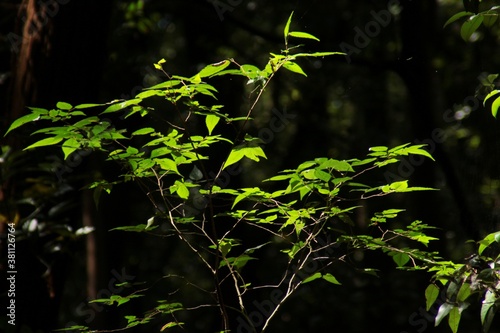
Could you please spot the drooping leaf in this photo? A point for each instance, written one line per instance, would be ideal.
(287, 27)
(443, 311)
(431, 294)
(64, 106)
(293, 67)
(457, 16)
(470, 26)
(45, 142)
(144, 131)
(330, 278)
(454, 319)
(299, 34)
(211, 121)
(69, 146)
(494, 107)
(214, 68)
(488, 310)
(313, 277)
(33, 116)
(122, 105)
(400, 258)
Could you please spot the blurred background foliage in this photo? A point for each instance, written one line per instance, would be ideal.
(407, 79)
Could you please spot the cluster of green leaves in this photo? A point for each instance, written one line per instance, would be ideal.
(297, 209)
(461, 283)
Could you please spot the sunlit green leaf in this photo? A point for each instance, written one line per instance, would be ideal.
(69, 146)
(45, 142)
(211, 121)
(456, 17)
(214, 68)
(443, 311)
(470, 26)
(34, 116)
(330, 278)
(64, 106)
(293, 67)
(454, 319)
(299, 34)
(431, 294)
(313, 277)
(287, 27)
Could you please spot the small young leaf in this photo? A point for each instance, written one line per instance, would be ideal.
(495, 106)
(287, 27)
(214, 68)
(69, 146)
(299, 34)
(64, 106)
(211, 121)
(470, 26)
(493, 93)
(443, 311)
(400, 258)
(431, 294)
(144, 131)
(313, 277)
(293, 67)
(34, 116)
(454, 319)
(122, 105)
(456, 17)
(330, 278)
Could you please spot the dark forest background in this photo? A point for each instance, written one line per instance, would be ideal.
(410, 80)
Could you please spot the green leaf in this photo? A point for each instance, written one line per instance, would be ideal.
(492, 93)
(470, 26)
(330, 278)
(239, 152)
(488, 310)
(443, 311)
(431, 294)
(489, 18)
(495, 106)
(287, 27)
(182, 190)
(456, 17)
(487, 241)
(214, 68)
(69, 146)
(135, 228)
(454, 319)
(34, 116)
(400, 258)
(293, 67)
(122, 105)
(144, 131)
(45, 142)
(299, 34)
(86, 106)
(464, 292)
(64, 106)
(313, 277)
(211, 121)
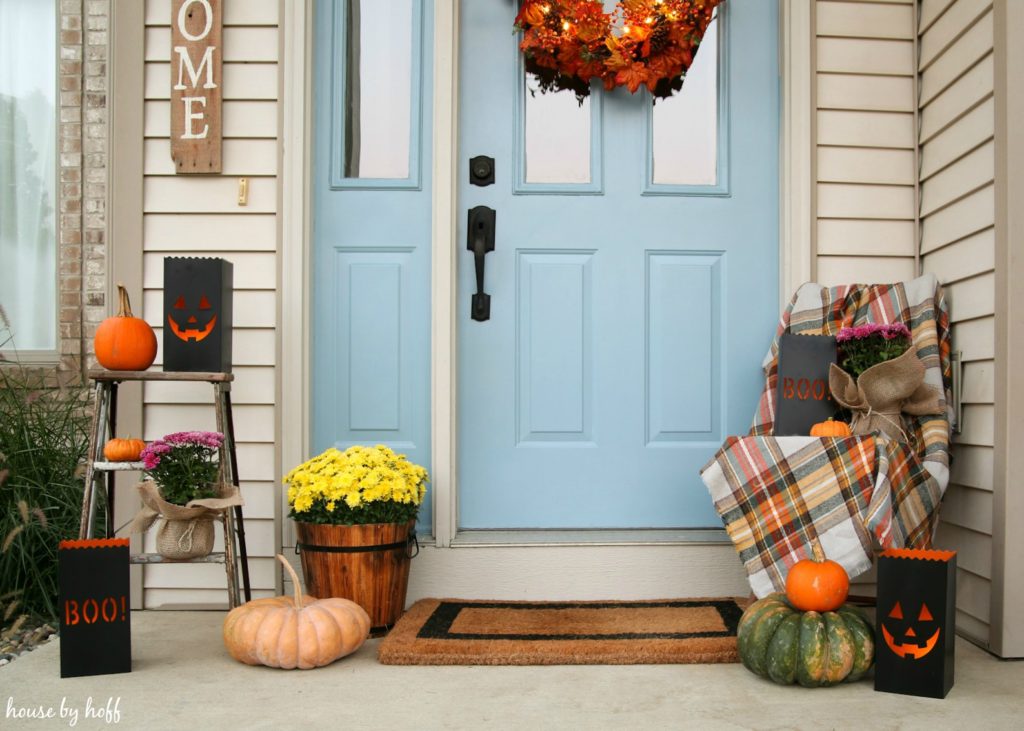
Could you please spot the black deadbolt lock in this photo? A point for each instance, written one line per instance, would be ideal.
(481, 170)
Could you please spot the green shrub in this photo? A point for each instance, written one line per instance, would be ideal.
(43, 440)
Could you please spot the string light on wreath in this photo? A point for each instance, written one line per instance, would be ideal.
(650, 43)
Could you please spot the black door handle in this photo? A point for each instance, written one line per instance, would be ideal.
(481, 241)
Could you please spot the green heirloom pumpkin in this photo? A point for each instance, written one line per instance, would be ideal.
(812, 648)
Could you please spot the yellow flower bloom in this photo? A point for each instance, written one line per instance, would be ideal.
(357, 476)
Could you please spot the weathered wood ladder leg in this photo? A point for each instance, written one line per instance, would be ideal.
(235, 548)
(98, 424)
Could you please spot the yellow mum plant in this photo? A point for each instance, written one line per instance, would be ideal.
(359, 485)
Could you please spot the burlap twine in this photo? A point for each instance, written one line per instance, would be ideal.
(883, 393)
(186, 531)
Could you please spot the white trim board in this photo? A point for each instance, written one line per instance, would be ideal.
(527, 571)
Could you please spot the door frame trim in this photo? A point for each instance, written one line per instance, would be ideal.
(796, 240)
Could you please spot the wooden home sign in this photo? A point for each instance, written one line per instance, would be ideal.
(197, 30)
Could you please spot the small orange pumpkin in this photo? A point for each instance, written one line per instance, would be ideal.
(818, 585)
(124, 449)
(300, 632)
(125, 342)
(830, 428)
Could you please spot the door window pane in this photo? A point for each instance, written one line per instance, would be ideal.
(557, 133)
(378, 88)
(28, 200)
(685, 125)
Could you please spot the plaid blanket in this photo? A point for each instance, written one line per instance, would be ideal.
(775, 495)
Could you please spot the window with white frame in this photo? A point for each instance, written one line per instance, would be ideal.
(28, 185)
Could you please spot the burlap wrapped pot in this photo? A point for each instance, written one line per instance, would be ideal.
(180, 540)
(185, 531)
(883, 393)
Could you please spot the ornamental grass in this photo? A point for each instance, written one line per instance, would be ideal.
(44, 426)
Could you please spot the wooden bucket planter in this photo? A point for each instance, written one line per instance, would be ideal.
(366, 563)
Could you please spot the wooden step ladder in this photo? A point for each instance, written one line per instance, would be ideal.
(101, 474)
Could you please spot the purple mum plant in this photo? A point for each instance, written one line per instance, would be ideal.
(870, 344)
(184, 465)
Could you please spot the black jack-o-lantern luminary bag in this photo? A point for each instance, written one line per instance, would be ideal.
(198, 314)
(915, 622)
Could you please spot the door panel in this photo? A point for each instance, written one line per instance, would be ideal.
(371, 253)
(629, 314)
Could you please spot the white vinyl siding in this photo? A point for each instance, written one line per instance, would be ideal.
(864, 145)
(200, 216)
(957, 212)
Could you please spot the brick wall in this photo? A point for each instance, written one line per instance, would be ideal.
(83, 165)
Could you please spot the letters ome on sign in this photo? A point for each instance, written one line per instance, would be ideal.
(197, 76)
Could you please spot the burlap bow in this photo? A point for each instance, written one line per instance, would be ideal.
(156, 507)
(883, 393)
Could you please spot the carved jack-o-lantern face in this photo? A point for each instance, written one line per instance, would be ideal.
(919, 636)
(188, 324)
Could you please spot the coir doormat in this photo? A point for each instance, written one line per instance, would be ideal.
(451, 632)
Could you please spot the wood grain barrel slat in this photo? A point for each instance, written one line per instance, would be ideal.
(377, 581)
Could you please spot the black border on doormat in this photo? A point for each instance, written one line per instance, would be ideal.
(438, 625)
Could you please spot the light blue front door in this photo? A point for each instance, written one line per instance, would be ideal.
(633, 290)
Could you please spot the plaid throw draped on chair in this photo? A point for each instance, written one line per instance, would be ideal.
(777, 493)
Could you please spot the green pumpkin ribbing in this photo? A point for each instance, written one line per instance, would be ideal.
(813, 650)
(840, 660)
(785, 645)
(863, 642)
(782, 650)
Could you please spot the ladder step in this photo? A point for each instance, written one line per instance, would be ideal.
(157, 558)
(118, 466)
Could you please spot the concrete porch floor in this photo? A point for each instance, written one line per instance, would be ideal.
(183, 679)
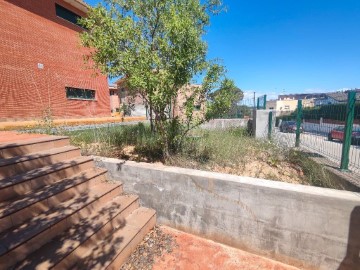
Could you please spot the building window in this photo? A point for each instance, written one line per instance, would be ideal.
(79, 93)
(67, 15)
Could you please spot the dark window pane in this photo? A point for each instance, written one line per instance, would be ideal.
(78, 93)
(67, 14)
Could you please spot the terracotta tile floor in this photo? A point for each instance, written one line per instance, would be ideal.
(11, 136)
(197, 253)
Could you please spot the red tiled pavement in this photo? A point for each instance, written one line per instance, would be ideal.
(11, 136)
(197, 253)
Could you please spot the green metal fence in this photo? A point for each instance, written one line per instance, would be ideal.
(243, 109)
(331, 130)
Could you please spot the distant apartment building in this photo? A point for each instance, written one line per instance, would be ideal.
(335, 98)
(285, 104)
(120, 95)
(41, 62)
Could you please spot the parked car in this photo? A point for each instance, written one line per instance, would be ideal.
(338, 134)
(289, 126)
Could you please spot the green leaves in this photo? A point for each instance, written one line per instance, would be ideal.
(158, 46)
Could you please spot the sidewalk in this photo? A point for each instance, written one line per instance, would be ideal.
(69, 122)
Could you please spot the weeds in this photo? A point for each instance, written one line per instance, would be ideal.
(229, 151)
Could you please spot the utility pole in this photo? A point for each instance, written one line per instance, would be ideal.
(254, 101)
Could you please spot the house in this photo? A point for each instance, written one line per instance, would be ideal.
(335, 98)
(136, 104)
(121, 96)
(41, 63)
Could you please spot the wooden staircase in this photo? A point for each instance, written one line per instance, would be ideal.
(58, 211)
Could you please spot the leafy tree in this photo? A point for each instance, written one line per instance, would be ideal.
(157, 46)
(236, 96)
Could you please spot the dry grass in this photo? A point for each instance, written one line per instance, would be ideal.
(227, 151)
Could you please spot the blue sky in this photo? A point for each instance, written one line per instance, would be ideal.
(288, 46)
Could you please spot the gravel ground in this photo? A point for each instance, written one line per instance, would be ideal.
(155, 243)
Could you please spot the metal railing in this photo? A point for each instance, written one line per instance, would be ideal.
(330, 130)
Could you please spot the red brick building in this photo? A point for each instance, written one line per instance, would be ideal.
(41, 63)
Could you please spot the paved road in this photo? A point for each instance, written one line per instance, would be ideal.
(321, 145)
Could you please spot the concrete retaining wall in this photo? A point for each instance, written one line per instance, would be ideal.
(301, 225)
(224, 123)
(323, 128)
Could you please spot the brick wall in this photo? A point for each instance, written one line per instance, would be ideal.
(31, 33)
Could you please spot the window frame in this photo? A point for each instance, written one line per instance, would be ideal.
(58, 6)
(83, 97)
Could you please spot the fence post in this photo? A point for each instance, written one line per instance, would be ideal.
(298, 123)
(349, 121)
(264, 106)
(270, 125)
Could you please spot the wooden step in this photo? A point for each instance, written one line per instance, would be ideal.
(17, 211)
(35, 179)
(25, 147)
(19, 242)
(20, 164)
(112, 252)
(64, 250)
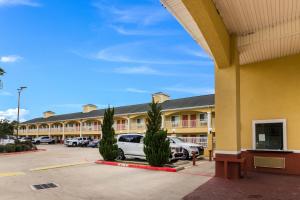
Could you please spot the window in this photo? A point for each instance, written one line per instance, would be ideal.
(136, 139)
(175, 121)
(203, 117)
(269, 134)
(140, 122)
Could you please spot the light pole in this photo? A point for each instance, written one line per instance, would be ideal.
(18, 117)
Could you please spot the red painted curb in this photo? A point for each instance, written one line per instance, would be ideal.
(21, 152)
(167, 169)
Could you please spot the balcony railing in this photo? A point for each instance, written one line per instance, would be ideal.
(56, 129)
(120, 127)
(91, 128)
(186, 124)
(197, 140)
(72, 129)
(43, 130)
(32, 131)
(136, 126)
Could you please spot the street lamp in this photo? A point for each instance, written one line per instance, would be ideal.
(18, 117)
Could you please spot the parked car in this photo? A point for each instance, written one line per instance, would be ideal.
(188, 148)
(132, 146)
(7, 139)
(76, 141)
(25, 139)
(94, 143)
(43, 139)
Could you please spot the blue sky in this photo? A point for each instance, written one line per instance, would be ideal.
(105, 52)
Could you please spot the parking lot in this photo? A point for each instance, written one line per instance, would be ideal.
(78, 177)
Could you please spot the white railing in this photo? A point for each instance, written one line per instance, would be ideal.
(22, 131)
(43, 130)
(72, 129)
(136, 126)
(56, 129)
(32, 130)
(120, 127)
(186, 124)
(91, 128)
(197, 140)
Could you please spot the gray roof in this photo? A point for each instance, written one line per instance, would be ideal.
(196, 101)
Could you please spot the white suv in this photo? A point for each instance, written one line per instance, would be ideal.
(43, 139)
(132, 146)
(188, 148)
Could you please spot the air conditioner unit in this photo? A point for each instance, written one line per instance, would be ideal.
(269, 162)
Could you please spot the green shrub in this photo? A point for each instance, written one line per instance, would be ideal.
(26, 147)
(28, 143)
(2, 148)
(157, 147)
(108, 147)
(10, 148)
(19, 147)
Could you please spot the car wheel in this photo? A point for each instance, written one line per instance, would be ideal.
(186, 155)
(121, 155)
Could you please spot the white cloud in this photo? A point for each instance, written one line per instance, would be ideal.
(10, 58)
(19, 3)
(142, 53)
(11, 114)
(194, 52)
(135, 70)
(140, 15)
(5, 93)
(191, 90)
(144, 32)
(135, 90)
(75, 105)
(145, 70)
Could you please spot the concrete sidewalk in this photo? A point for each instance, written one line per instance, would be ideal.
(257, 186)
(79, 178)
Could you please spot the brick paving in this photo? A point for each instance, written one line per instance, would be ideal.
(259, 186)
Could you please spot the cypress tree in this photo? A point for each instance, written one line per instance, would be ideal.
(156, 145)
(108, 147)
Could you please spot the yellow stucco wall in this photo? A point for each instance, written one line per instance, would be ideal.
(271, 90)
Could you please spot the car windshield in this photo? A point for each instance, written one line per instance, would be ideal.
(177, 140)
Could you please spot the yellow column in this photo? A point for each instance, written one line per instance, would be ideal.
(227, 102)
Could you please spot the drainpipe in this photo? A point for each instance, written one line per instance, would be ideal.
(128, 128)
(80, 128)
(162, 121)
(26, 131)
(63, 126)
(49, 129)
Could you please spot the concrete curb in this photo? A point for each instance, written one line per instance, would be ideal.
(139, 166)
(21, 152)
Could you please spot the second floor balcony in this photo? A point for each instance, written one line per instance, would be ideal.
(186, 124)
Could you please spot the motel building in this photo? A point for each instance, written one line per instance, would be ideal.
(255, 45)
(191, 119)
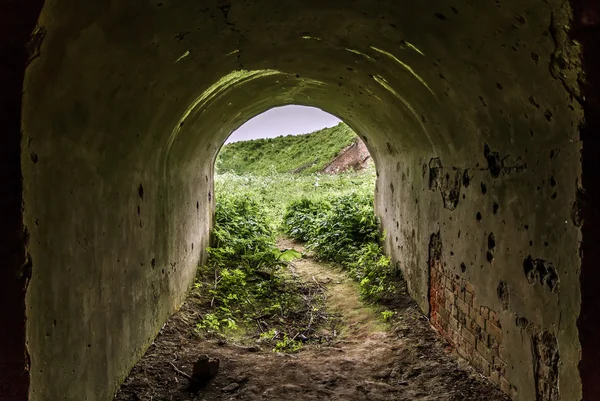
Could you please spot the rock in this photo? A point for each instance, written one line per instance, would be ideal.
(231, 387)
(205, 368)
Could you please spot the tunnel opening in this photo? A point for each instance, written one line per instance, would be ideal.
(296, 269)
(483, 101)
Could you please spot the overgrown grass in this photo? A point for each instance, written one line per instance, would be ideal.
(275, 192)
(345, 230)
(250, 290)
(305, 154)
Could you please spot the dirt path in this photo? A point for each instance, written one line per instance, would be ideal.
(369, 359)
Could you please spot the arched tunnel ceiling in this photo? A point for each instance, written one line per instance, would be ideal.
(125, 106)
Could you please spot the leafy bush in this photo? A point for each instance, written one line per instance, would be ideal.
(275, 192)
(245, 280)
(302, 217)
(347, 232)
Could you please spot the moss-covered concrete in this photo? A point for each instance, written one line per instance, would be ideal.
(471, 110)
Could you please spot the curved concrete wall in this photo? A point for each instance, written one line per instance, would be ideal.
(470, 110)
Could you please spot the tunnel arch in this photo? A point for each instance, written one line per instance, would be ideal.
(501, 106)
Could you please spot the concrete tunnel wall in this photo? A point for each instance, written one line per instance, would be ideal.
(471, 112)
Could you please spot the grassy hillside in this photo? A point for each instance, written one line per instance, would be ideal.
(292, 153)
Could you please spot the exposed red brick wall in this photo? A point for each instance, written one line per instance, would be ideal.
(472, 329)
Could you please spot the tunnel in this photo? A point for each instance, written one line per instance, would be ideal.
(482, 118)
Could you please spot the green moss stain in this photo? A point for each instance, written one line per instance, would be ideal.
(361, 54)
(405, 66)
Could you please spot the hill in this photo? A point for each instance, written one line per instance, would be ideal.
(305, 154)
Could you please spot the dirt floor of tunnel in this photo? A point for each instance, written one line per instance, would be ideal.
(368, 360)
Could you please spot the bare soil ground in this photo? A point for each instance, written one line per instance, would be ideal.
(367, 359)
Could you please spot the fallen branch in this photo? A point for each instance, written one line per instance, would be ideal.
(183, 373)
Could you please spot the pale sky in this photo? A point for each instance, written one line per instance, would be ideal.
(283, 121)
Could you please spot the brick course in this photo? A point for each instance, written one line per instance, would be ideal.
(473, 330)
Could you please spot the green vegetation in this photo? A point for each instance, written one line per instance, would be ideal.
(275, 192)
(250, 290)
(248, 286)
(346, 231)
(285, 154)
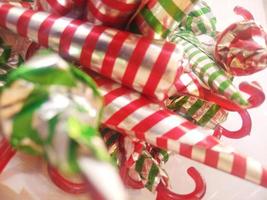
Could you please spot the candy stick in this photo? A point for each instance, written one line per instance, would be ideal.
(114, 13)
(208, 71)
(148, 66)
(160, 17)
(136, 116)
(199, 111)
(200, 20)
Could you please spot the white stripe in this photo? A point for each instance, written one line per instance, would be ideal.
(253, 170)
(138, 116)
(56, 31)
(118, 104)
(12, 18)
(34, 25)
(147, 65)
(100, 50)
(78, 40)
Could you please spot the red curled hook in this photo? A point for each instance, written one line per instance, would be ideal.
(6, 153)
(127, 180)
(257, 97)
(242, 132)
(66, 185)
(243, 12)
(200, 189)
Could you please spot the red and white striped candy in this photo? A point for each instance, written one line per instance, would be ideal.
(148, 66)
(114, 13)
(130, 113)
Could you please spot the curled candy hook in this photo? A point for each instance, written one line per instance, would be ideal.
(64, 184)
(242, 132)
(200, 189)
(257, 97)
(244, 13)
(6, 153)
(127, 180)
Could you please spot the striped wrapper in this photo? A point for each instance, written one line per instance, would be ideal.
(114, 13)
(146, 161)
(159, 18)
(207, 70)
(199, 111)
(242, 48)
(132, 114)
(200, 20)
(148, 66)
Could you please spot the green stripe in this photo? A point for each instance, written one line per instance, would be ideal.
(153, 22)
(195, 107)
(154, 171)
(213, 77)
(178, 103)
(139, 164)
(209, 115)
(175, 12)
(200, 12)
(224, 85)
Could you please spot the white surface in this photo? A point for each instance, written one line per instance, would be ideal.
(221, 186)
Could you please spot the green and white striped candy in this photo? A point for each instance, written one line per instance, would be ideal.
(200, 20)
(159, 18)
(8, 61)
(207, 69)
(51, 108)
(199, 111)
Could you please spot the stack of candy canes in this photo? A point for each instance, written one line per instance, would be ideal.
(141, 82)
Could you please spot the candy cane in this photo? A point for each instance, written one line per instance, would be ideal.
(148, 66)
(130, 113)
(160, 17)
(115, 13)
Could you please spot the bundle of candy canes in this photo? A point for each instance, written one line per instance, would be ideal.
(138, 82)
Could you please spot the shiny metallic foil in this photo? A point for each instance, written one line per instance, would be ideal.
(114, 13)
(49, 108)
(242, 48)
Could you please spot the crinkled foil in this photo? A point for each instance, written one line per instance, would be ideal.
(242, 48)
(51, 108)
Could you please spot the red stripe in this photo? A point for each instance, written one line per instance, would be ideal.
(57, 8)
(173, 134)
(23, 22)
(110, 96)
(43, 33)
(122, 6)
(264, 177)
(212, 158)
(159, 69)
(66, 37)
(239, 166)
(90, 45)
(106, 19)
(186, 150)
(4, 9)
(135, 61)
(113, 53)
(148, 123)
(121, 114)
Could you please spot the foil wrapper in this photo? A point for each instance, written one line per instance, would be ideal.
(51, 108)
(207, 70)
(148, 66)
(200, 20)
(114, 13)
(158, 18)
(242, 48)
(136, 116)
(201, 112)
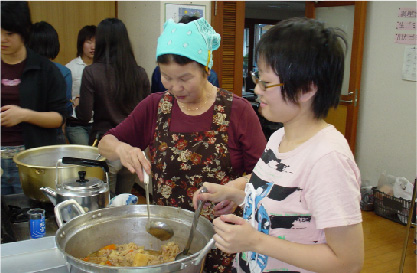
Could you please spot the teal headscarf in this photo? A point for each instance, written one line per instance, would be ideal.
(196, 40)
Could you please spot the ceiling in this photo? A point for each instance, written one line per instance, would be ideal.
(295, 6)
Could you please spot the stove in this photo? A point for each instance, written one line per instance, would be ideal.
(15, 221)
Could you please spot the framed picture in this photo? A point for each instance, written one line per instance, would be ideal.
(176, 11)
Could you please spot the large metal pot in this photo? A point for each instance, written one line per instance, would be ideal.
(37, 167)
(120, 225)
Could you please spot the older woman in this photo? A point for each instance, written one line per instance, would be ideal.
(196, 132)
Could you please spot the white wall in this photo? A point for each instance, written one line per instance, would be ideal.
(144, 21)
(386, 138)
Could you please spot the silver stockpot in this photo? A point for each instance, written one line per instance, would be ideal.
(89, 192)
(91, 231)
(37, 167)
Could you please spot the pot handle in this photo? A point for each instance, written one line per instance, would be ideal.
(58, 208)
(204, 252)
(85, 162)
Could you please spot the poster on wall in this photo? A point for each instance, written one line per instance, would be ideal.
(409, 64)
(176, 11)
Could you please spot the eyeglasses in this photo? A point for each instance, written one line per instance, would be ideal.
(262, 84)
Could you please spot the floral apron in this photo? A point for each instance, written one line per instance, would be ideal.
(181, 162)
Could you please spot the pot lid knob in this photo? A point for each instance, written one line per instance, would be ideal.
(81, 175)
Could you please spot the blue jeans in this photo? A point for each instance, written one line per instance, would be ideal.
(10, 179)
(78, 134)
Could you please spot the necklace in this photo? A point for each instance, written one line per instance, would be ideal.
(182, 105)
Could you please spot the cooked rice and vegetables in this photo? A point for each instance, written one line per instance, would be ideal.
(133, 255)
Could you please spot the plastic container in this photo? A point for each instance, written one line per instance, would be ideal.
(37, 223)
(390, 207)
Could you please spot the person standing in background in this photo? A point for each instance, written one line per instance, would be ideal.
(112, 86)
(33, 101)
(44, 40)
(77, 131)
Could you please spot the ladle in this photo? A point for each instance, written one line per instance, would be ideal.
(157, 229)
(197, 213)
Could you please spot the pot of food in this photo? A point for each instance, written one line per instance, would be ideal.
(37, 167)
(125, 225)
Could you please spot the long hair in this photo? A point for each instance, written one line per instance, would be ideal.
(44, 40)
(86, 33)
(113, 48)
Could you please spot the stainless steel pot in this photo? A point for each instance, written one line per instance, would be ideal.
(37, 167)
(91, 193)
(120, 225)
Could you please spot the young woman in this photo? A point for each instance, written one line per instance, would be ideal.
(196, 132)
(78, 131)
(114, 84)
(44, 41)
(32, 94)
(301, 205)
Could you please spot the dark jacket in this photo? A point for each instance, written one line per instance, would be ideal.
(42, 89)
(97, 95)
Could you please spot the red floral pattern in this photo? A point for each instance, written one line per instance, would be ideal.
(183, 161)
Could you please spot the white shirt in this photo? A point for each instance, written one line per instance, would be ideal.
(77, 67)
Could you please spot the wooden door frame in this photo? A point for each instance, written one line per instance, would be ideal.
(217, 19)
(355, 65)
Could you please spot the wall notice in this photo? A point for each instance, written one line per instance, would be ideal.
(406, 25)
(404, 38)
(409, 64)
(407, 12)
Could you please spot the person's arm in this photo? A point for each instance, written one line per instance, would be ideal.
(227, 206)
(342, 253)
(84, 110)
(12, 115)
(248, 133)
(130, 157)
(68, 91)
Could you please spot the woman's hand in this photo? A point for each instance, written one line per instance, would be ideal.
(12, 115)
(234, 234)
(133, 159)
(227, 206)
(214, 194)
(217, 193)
━━━━━━━━
At the line with "Could you please spot the red floral", begin reproducing the material above exactly, and continue through its last line.

» **RESPONSE AREA**:
Could you please spot the red floral pattern in this photo? A point for each instance, written one line per instance, would be ideal.
(183, 161)
Could you please spot the white shirt in this photo? A point for each instance, written one line per instance, would be ideal.
(77, 67)
Could you please spot the wooden door frame in this photo? A point for each instance, written one line per instance, would be ideal.
(217, 19)
(355, 65)
Could you please spot the wall notice in this photo? A point for each instance, written one line per instance, would be ideal.
(406, 25)
(404, 38)
(409, 64)
(407, 12)
Could you please spot the person's arm in this photo? A point for each instance, written one line per instance, would be ideal.
(227, 206)
(342, 253)
(84, 110)
(12, 115)
(248, 133)
(130, 157)
(68, 91)
Could you please spot the woman's hand in this photo? A point for each instance, written one line per instance, would be ideal.
(12, 115)
(234, 234)
(133, 159)
(227, 206)
(214, 194)
(217, 193)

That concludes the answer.